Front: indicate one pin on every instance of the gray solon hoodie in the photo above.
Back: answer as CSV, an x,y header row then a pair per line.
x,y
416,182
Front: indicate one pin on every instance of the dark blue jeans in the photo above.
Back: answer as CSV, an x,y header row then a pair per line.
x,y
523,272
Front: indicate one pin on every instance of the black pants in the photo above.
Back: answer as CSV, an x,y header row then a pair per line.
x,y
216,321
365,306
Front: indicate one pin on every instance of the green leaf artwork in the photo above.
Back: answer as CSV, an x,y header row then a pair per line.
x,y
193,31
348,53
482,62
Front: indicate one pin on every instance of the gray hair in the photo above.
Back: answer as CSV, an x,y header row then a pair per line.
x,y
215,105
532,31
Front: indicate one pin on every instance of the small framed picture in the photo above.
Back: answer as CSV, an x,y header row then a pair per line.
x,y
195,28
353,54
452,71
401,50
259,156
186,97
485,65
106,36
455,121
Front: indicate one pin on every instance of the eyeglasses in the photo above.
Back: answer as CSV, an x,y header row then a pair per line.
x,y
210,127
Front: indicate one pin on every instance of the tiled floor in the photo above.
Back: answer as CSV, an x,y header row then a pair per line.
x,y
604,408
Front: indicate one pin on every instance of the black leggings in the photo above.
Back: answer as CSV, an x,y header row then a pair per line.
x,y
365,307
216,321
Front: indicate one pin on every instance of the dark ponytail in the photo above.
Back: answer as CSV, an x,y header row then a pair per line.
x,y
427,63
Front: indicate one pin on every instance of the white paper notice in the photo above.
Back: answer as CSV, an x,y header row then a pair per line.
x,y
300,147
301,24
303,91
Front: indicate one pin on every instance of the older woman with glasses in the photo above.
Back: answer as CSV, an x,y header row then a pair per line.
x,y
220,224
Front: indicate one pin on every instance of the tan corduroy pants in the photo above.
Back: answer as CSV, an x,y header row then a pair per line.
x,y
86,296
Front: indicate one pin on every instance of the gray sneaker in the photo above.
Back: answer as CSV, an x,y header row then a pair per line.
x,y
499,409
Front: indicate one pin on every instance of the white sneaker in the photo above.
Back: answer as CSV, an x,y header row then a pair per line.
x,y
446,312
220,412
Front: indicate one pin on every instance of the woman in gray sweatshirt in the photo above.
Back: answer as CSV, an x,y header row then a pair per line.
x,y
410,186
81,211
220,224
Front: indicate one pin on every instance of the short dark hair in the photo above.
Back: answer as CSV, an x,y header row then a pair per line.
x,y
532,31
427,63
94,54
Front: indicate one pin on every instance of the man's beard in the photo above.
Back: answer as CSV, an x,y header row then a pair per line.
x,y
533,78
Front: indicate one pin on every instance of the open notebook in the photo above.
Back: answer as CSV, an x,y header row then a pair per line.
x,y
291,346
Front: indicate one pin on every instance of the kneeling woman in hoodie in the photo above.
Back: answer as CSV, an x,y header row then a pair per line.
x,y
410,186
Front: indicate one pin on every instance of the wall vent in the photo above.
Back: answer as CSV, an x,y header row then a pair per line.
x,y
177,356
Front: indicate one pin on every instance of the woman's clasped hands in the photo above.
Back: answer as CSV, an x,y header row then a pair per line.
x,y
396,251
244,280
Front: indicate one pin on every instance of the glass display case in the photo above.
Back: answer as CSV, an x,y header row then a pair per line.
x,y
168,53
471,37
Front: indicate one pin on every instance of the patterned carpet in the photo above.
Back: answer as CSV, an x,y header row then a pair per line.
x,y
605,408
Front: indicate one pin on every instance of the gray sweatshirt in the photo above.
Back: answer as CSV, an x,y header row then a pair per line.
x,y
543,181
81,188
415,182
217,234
###
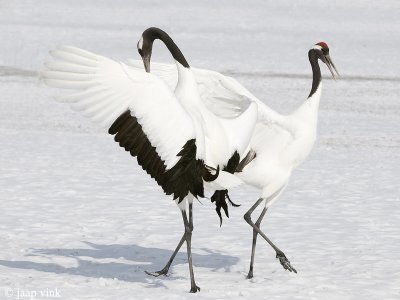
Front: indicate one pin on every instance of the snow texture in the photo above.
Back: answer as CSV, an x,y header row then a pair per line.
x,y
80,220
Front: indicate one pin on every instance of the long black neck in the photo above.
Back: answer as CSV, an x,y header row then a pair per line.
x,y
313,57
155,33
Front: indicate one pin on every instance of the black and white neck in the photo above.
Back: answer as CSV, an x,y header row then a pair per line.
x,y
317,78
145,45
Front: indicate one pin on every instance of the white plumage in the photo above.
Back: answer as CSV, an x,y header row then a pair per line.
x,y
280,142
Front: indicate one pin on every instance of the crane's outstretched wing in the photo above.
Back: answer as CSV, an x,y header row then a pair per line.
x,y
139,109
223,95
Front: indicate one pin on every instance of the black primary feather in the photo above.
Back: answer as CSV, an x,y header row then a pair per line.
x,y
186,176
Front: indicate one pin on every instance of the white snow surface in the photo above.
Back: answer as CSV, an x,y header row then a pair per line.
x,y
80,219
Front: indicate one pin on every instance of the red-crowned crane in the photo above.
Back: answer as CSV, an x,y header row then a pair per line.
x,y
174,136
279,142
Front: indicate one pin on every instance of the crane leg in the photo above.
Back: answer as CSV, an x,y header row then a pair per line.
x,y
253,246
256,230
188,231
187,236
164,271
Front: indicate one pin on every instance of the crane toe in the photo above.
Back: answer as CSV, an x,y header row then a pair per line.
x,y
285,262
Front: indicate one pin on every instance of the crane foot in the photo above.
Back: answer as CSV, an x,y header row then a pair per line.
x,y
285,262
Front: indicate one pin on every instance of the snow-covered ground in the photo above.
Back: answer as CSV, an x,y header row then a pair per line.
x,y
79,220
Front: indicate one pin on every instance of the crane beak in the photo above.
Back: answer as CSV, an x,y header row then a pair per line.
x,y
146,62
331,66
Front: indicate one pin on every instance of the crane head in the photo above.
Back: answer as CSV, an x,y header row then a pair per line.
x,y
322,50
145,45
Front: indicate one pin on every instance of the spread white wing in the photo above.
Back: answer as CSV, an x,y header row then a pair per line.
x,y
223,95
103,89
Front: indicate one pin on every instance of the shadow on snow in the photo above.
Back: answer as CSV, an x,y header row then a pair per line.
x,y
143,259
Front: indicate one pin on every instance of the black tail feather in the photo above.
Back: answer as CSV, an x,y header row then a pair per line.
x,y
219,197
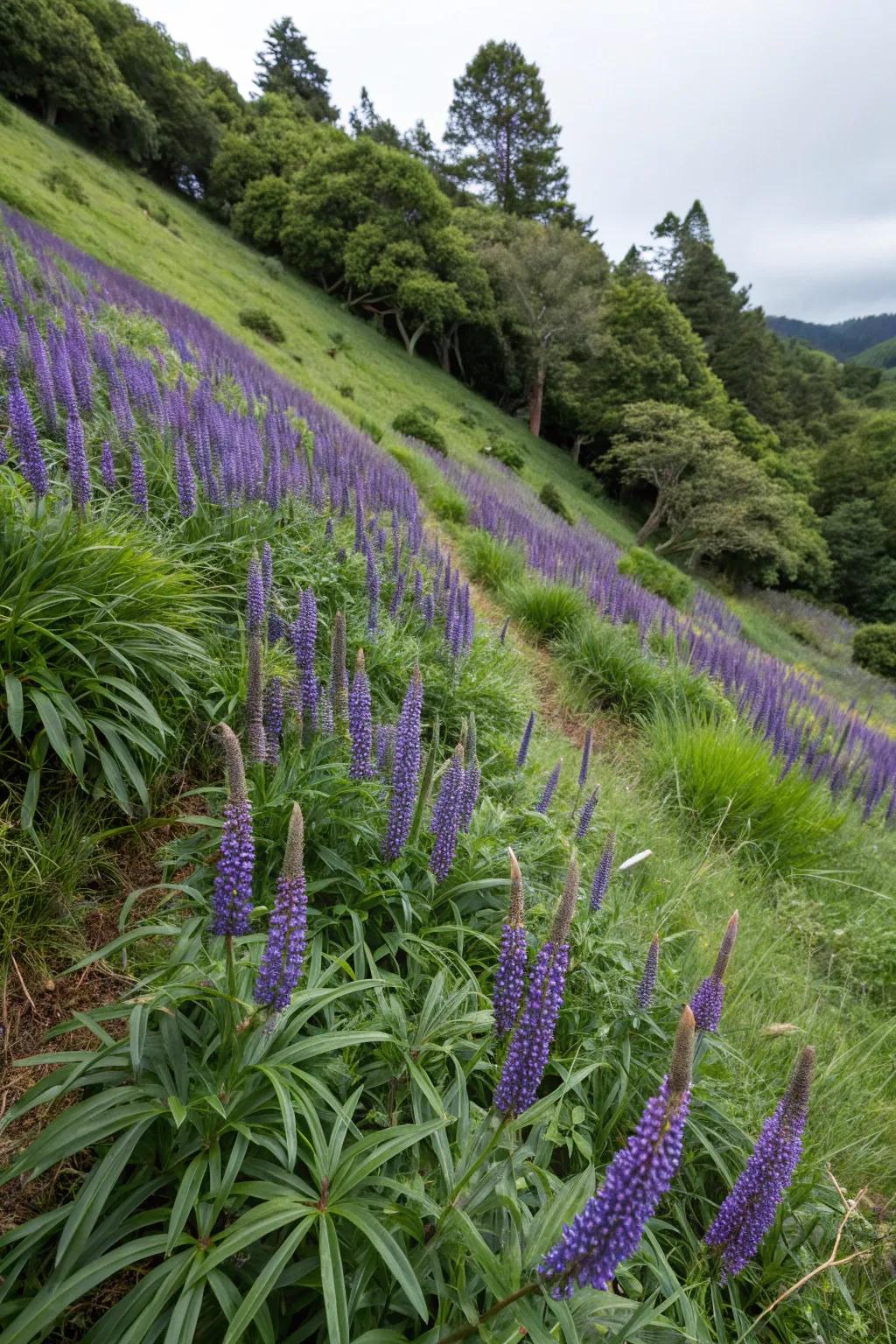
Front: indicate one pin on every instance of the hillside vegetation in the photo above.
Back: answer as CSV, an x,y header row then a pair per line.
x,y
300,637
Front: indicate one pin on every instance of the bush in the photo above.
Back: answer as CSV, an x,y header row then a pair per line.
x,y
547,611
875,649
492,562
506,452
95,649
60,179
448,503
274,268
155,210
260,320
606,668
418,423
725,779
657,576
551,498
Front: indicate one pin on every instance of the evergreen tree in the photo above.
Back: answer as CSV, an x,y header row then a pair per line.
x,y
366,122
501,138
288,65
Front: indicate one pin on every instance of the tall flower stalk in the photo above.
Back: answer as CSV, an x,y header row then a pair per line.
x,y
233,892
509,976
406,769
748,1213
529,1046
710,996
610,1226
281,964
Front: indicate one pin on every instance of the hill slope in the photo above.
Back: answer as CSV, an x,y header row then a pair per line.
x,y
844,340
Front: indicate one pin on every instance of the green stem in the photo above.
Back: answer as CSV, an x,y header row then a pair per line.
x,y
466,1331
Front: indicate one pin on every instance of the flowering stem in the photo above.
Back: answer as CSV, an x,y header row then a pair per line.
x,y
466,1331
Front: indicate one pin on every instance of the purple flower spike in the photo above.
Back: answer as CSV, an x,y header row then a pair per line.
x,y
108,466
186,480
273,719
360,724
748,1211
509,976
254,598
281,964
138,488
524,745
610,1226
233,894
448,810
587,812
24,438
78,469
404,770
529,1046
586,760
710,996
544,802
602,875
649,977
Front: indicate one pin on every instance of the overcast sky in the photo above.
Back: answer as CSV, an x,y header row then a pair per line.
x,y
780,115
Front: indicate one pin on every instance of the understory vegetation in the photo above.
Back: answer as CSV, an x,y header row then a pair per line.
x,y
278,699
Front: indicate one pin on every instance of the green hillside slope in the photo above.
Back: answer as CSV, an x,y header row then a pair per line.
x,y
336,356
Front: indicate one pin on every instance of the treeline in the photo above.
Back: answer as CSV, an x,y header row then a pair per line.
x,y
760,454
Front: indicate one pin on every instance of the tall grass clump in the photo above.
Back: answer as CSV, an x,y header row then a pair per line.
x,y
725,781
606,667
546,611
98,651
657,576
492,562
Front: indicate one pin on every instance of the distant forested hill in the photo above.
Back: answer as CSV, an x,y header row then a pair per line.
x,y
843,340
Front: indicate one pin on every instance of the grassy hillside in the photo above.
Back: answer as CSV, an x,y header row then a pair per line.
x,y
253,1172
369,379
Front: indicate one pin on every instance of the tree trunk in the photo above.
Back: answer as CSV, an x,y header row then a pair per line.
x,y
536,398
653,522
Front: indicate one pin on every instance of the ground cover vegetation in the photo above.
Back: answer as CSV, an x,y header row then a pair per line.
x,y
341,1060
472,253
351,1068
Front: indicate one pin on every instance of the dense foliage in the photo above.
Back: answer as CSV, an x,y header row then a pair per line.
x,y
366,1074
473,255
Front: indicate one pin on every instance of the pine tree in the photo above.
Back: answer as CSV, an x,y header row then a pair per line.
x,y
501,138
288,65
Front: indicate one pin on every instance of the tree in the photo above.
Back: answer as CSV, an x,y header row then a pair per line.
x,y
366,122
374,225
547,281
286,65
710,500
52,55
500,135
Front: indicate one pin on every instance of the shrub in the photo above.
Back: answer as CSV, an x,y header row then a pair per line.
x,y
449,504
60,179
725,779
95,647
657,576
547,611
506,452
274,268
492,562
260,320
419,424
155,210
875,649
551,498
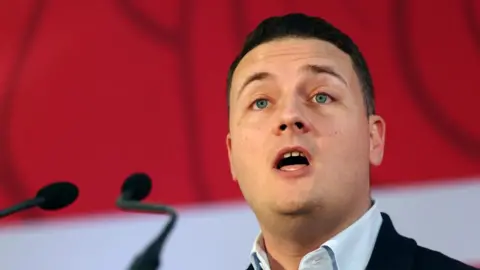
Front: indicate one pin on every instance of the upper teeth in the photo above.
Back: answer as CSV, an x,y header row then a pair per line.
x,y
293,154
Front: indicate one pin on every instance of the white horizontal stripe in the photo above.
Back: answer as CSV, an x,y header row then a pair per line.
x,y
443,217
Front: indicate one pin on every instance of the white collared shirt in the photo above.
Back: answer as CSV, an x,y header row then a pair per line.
###
• Set exercise
From the lines above, pick out every one that holds the string "feather" and copy each in full; case counts.

• Solution for this exercise
Front: indicate one pin on every instance of the black primary feather in the photo above.
Front: indicate one pin on every instance of the black tail feather in the photo above.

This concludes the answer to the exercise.